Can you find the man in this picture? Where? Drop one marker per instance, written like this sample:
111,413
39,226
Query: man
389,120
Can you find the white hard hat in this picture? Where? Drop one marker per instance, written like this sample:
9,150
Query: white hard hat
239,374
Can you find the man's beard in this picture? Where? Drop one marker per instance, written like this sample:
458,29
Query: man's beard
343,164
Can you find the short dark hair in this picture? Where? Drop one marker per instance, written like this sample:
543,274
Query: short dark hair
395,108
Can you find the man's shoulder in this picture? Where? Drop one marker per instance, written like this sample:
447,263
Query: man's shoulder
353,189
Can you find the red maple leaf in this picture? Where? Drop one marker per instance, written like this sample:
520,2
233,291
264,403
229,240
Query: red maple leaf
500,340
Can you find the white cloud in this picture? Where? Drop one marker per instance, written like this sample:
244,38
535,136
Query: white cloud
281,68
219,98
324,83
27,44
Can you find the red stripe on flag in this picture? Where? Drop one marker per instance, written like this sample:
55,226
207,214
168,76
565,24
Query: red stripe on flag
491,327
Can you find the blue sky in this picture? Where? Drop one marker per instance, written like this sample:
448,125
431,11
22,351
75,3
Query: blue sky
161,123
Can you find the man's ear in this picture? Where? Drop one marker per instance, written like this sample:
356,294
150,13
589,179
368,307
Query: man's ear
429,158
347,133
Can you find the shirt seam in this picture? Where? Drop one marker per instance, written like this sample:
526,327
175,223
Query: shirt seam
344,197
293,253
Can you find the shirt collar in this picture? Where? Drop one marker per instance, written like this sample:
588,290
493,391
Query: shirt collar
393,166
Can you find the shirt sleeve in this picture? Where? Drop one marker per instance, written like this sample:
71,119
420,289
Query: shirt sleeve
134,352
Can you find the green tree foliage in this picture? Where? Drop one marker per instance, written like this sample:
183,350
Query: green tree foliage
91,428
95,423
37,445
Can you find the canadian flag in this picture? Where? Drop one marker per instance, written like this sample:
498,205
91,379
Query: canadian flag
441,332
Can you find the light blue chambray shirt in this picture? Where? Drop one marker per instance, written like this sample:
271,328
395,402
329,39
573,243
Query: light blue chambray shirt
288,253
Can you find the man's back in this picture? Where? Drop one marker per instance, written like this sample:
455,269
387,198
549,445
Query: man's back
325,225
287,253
..........
Task objective: Would you repeat all of the data above, word for word?

Written answer:
Can you find the man in this picture? Where? Drop one marker per instance, written like this sample:
111,413
39,226
Query: man
389,120
Can you find the white hard hat in this picture? Where? Drop one marker per instance, written like this sample:
9,150
Query: white hard hat
239,374
Can you find the man's beard in this picture? Where? Drop one marker per instance, written like this sample:
458,29
Query: man's beard
343,164
Can you find the short dark hair in this picture? Where? Drop one marker per instance, written like this sample:
543,274
Query: short dark hair
395,108
Can you find the man's shoulder in this picture? Where? Drop one marker per instance, written like this sample:
447,263
Query: man's shoulder
353,189
Can you find the red maple leaf in this picture? Where? Drop one marker per instance, written like this sample:
520,2
233,291
264,403
229,240
Query: red maple leaf
500,340
Can you find the white cloud in this picture? Where? Drop one marker per instance, written like this sample:
244,38
535,136
Query: white cloud
281,68
219,98
324,83
27,44
Can you find the red stripe on flag in this picture? Where? Drop one marker per instance, written like this sample:
55,226
207,214
168,76
565,24
Query: red stripe on flag
491,327
Can you find the blue sky in this picture? Where? Drop one marker per instance, written like this sample:
448,125
431,11
22,351
75,3
Query: blue sky
161,123
Can you find the man's ear in this picture? Where? Drop one marker per instance, written like this sample:
356,294
150,13
589,179
368,307
Query: man's ear
429,158
347,133
Can you find the shirt seam in this picture? Where? Drop one marker per instance, written like this sample:
526,327
175,223
Query: shirt seam
344,197
293,253
Can you find the shirt collar in this picture? Where? Drop one marker per instance, written like this sample:
588,290
493,391
Query: shirt collar
393,166
Can you find the shirt sleeve in this picture? Where? Drop one marker per instance, written like this sample:
71,119
420,289
Query: shirt sleeve
134,352
Can you find the green tree foliage in this picture? Where? Drop one marker per instance, written like this sample:
183,350
Query: green tree foliage
91,428
95,423
37,445
Can you find the canadian flag in this picture? Where? Drop one marker per instance, written like this sample:
498,205
91,379
Query: canadian flag
441,332
Can you find the light blue chambray shirt in this picture? Where? Drop one marker per instance, written like this sample:
271,328
395,402
329,39
573,243
Query: light blue chambray shirt
288,253
Can you find the man's back in this picture? Where? Drop one marker per instance, written like this sample:
455,269
387,198
549,445
Query: man's back
325,225
287,253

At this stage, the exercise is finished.